Documento
7. Os limites para a Concessão Florestal.
O projeto pretende excluir da concessão a titularidade imobiliária da unidade de manejo ou a preferência em sua aquisição, o acesso ao patrimônio genético para fins de pesquisa e desenvolvimento, bioprospecção ou constituição de coleções, o uso dos recursos hídricos, a exploração dos recursos minerais, pesqueiros ou da fauna silvestre, dentre outros (art.14, §1º).
No entanto, algumas das limitações previstas na futura lei encontrarão, a nosso ver, grandes dificuldades de implementação e acreditar que a iniciativa privada, com toda sua conhecida tendência ao lucro, se limitaria à exploração ecológica da floresta, observando os princípios éticos do contrato e da legislação seria no mínimo uma ingenuidade.
Para a proposição os exploradores concessionários observarão todas as limitações previstas no projeto, como por exemplo, não cortar árvores que contenham ninhos da fauna silvestre; ignorar os recursos hídricos da área de concessão; a ignorar o ouro e os demais minerais preciosos do subsolo da floresta; bem como o patrimônio genético tão valioso no mercado internacional, dentre tantas outras coisas (art. 16, §1º). O projeto ignora, enfim, a finalidade última de uma empresa: o lucro.
Acreditar na proposta do Poder Público de que os governos serão capazes de fiscalizar e fazer observar todas as limitações previstas no projeto, significa ignorar a ineficiência atual da fiscalização para impedir o espantoso desmatamento ilegal da amazônia e todos os demais desmandos ambientais diariamente noticiados. Como acreditar que, a toque de mágica, por força de uma nova lei, seria possível fiscalizar, por exemplo, o acesso ao patrimônio genético ou ao o uso dos recursos hídricos existentes no interior de uma unidade de manejo florestal concedida? E a chamada "biopirataria" como seria combatida, visto que grande parte dos produtos florestais destinam-se ao exterior?
8. Preços Florestais
Segundo a futura lei, o regime econômico e financeiro da concessão florestal será estabelecido no contrato e compreenderá: o pagamento de preço calculado sobre os custos para a realização da licitação; o pagamento de preço não inferior ao mínimo definido no edital de licitação, calculado em função da quantidade de produto ou serviço auferido ou do faturamento bruto ou líquido do concessionário (art. 36, I e II).
A lei trará ainda critérios para a definição do preço mínimo a ser fixado no edital que deverá considerar, dentre outros parâmetros o estímulo à competição e à concorrência, a cobertura dos custos, o estimulo ao uso múltiplo da floresta, as referências internacionais etc (§2º - art. 36). Pretende-se com isso nada mais que o equilíbrio financeiro do contrato de modo a adequar os custos do empreendimento e os ganhos do concessionário.

Lista de tarefas
1 - Segundo o texto sobre a concessão florestal, qual é a finalidade última de uma empresa que o projeto ignora?
2 - Escreva a continuação do texto sobre a concessão florestal a partir da última frase apresentada.

Conteúdo dos dados

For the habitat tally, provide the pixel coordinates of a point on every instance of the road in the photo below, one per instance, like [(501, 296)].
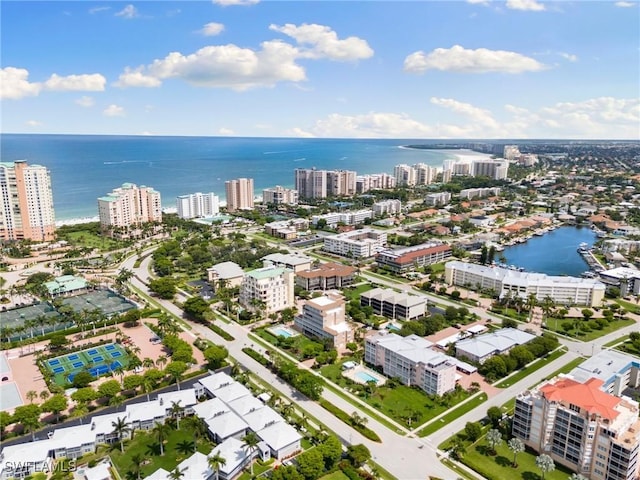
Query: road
[(406, 457)]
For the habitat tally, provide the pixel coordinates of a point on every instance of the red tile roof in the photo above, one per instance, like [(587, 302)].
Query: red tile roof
[(587, 396)]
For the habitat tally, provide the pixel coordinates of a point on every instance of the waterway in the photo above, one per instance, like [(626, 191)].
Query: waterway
[(554, 253)]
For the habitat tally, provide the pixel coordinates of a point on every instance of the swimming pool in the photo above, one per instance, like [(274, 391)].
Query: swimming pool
[(365, 377)]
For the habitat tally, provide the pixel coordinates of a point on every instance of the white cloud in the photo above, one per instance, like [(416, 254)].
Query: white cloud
[(227, 66), (136, 78), (603, 117), (89, 83), (228, 3), (95, 10), (462, 60), (212, 29), (324, 42), (569, 56), (128, 12), (14, 84), (530, 5), (86, 102), (114, 111)]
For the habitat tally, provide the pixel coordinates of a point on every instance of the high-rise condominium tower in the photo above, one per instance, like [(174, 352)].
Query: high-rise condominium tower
[(26, 202), (239, 194)]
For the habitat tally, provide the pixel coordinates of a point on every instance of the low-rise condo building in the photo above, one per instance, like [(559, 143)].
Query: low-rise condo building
[(128, 207), (481, 347), (362, 243), (412, 361), (324, 317), (395, 305), (506, 281), (198, 205), (403, 260), (326, 276), (267, 289), (279, 196), (581, 427)]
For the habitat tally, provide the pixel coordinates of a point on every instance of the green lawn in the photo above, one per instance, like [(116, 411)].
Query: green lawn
[(452, 415), (498, 467), (398, 402), (614, 325), (147, 446), (528, 370)]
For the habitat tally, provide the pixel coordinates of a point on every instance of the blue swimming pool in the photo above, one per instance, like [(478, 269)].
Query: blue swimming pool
[(365, 377)]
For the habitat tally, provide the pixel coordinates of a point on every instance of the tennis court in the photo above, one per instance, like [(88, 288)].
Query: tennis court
[(97, 361), (108, 302)]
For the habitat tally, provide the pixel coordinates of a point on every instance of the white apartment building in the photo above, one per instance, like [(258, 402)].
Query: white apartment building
[(471, 193), (563, 290), (387, 207), (354, 217), (405, 175), (581, 427), (198, 205), (324, 317), (362, 243), (267, 289), (279, 196), (438, 199), (239, 194), (376, 181), (395, 305), (129, 206), (26, 202), (412, 361)]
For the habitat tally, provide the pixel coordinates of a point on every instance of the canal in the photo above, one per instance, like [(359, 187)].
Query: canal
[(554, 253)]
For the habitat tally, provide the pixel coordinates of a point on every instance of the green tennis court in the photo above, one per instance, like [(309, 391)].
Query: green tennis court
[(98, 361)]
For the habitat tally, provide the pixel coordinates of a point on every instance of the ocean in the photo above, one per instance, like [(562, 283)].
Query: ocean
[(85, 167)]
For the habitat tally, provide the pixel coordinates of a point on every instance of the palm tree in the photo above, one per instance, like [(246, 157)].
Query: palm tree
[(32, 395), (121, 427), (494, 438), (176, 473), (216, 461), (516, 446), (161, 431), (176, 412), (250, 442), (545, 463), (136, 464)]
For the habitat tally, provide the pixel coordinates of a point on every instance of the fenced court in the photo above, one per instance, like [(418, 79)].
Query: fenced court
[(15, 319), (108, 302), (97, 361)]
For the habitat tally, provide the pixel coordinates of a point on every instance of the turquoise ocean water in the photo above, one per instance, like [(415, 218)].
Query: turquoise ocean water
[(85, 167)]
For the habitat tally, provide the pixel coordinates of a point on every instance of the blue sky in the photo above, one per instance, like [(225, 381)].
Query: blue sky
[(381, 69)]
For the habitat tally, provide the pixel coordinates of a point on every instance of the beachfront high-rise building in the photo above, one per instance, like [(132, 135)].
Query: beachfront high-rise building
[(239, 194), (26, 202), (581, 427), (198, 205), (129, 206), (279, 196)]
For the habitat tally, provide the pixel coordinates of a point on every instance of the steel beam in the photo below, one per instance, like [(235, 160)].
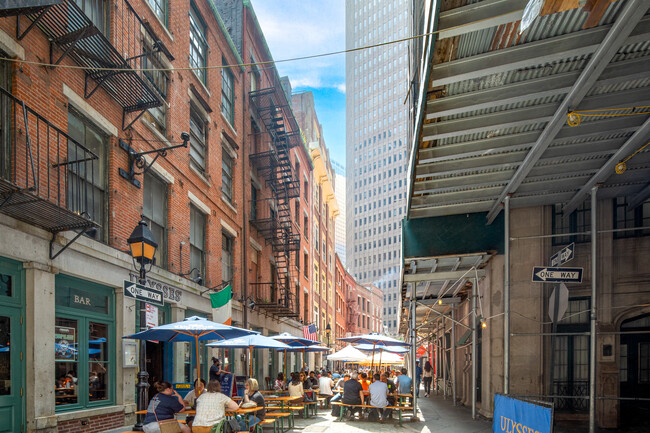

Resultados das tarefas
1 - O lucro.

2 -
Por fim a lei prevê o rateio dos valores arrecadados entre órgãos da União, Estados, Municípios e o Fundo Nacional de Desenvolvimento Florestal (FNDH), segundo os critérios e percentuais previstos no art. 39.
Causa temor a previsão - como critério para a fixação do preço mínimo - o estímulo à competição e à concorrência na exploração da floresta e o equilíbrio econômico financeiro do contrato. Na prática, reconhece-se a possibilidade do concessionário avançar na exploração da floresta até obter o equilíbrio financeiro contratado. Afasta-se, a importância biológica da floresta, para considerá-la única e exclusivamente como fonte de produtos e serviços florestais destinados a assegurar o equilíbrio econômico e financeiro de contrato de concessão. Ignora-se uma floresta explorada leva dezenas de anos para recuperar-se.
9. A nova lei e algumas de suas conseqüências na Legislação Ambiental atual.
Os principais diplomas da legislação ambiental serão frontalmente afetados pela nova lei. A Lei 4.771. de 15 de Setembro de 1965 (Código Florestal); a lei 6.938/65, que instituiu a política nacional do meio ambiente; a Lei 9.605, de 12 de fevereiro de 1999 (Crimes contra o meio ambiente) e a Lei 9.985, de 18 de Julho de 2000 (Institui o SNUC), são exemplos de diplomas legais que estão sob influência direta desse projeto. Percebe-se assim que não se trata apenas de uma lei de gestão de florestas públicas, mas de uma considerável mudança na Política Nacional do Meio Ambiente.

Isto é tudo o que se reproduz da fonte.